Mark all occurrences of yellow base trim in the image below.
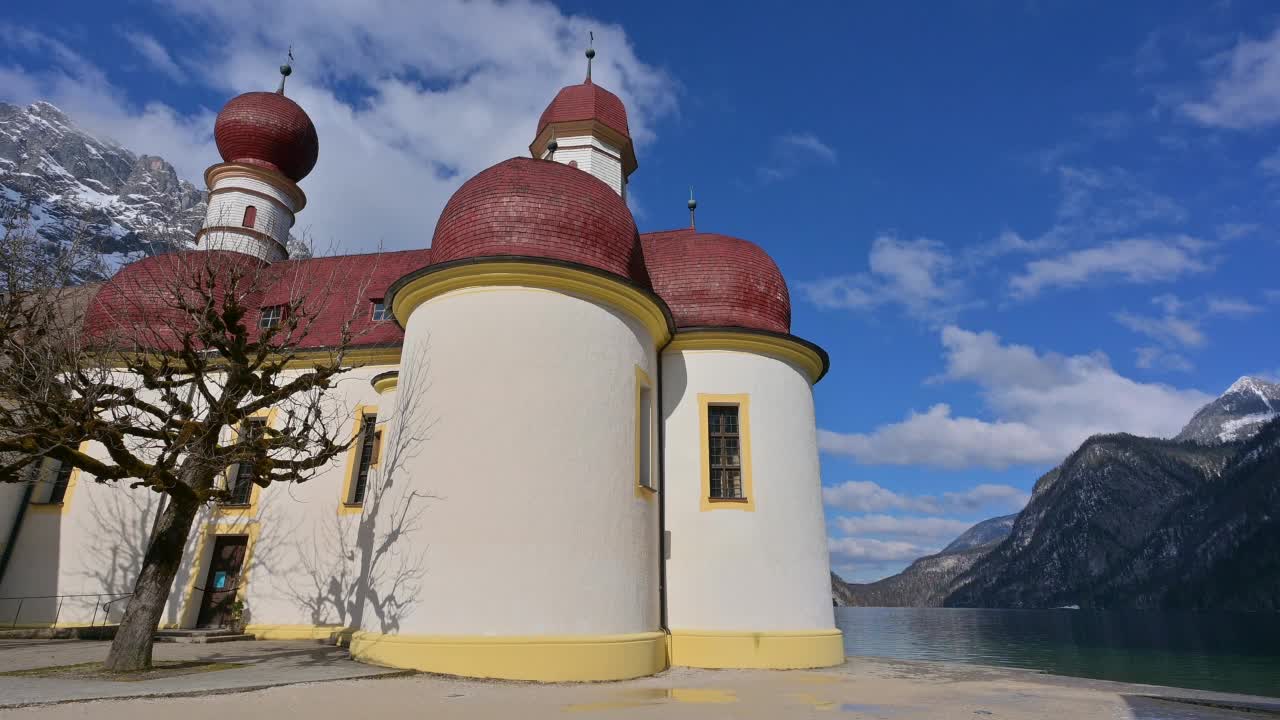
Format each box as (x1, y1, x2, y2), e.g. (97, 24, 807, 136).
(350, 630, 668, 681)
(668, 629, 845, 669)
(666, 330, 825, 384)
(391, 261, 672, 345)
(246, 624, 352, 642)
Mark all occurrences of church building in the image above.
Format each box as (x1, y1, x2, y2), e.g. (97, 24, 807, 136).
(0, 50, 842, 681)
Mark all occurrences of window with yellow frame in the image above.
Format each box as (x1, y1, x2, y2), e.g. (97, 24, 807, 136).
(635, 366, 656, 494)
(339, 406, 383, 513)
(698, 393, 754, 511)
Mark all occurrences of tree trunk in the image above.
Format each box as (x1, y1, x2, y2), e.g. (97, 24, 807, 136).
(103, 495, 200, 672)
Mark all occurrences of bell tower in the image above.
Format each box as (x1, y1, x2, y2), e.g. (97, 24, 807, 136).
(530, 42, 636, 197)
(198, 58, 318, 262)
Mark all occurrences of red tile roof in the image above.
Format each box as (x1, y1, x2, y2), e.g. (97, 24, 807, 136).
(536, 81, 630, 140)
(83, 249, 432, 351)
(640, 229, 791, 335)
(429, 157, 643, 282)
(215, 91, 319, 182)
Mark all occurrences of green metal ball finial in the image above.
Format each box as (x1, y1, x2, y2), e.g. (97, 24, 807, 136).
(586, 47, 596, 60)
(279, 64, 293, 77)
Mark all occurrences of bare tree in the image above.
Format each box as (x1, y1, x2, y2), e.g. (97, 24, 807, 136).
(0, 208, 376, 671)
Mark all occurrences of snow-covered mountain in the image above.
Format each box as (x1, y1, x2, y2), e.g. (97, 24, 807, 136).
(0, 101, 207, 281)
(1175, 376, 1280, 444)
(941, 513, 1017, 554)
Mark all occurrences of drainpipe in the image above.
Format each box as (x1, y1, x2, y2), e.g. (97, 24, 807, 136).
(0, 481, 35, 587)
(656, 335, 672, 636)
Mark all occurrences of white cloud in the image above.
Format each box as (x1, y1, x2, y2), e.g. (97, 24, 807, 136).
(756, 131, 837, 183)
(800, 235, 972, 322)
(120, 30, 185, 83)
(822, 480, 1028, 515)
(1135, 346, 1194, 373)
(1261, 148, 1280, 176)
(1, 3, 677, 252)
(1183, 24, 1280, 129)
(1206, 296, 1263, 315)
(778, 132, 837, 163)
(819, 326, 1213, 469)
(1114, 309, 1206, 348)
(1114, 294, 1266, 370)
(828, 536, 930, 564)
(1009, 236, 1209, 299)
(833, 514, 976, 540)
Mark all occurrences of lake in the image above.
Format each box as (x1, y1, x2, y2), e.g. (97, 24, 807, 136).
(836, 607, 1280, 698)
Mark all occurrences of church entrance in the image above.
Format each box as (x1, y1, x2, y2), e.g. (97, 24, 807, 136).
(196, 535, 247, 628)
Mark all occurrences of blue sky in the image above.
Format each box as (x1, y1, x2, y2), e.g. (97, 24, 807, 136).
(4, 1, 1279, 580)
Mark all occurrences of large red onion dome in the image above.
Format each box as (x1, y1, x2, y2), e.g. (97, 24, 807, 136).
(214, 91, 319, 182)
(640, 229, 791, 334)
(536, 80, 630, 141)
(429, 157, 643, 282)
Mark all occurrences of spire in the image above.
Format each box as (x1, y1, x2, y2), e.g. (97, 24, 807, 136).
(585, 31, 595, 84)
(688, 187, 697, 230)
(276, 46, 294, 95)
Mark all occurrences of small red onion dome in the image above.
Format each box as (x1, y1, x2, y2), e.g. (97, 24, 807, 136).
(536, 81, 630, 141)
(214, 91, 319, 182)
(430, 157, 643, 282)
(641, 229, 791, 334)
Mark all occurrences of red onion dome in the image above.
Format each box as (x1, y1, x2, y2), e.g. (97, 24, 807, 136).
(640, 229, 791, 334)
(214, 91, 319, 182)
(429, 157, 643, 282)
(536, 81, 630, 140)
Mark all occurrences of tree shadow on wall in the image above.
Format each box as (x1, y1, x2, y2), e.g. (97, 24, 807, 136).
(74, 487, 160, 623)
(273, 338, 437, 635)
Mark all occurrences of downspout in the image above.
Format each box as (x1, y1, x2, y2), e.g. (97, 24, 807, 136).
(657, 334, 673, 637)
(0, 481, 36, 587)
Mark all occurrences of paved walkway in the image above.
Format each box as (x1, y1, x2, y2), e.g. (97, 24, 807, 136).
(1, 643, 1277, 718)
(0, 639, 404, 708)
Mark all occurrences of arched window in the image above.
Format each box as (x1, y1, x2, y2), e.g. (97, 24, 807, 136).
(242, 205, 257, 228)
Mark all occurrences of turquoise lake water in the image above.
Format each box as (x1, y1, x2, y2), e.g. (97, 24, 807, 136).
(836, 607, 1280, 698)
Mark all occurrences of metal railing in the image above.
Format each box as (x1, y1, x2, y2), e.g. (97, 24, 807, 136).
(0, 592, 133, 629)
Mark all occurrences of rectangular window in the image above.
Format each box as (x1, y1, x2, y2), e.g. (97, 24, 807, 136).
(638, 384, 654, 490)
(225, 419, 265, 506)
(31, 458, 74, 505)
(258, 305, 284, 329)
(707, 405, 743, 499)
(242, 205, 257, 228)
(350, 413, 378, 505)
(371, 300, 389, 322)
(48, 460, 73, 504)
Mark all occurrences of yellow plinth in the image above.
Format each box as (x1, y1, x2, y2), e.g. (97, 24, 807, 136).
(668, 628, 845, 669)
(349, 630, 668, 681)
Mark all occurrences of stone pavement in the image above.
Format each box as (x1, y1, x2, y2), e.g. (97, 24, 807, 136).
(1, 644, 1277, 718)
(0, 638, 405, 708)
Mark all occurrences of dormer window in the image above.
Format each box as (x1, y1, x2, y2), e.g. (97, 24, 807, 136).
(259, 304, 285, 329)
(371, 300, 389, 322)
(242, 205, 257, 228)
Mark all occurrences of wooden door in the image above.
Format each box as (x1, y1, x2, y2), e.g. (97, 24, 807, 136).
(196, 535, 247, 628)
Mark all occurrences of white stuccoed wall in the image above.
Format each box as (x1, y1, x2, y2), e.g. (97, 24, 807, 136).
(0, 364, 397, 630)
(541, 135, 626, 197)
(372, 286, 660, 637)
(199, 174, 296, 262)
(662, 349, 835, 632)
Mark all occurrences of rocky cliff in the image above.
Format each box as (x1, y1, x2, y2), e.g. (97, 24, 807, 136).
(945, 377, 1280, 610)
(1, 101, 309, 283)
(835, 377, 1280, 610)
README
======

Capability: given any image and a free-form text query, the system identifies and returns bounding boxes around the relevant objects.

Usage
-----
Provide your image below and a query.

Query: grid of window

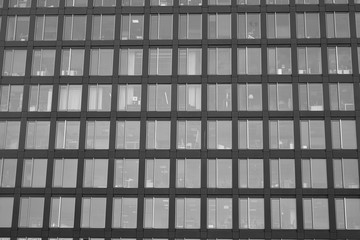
[1,1,360,240]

● ● ● ●

## ABOUT THIS TASK
Throughout the records above, find the lines in which the word "white" appears and return them.

## SOLUTION FOR THIS TASK
Mark all occurrences of white cloud in the image above.
Mark all occurrences of white stuccoed wall in the image above.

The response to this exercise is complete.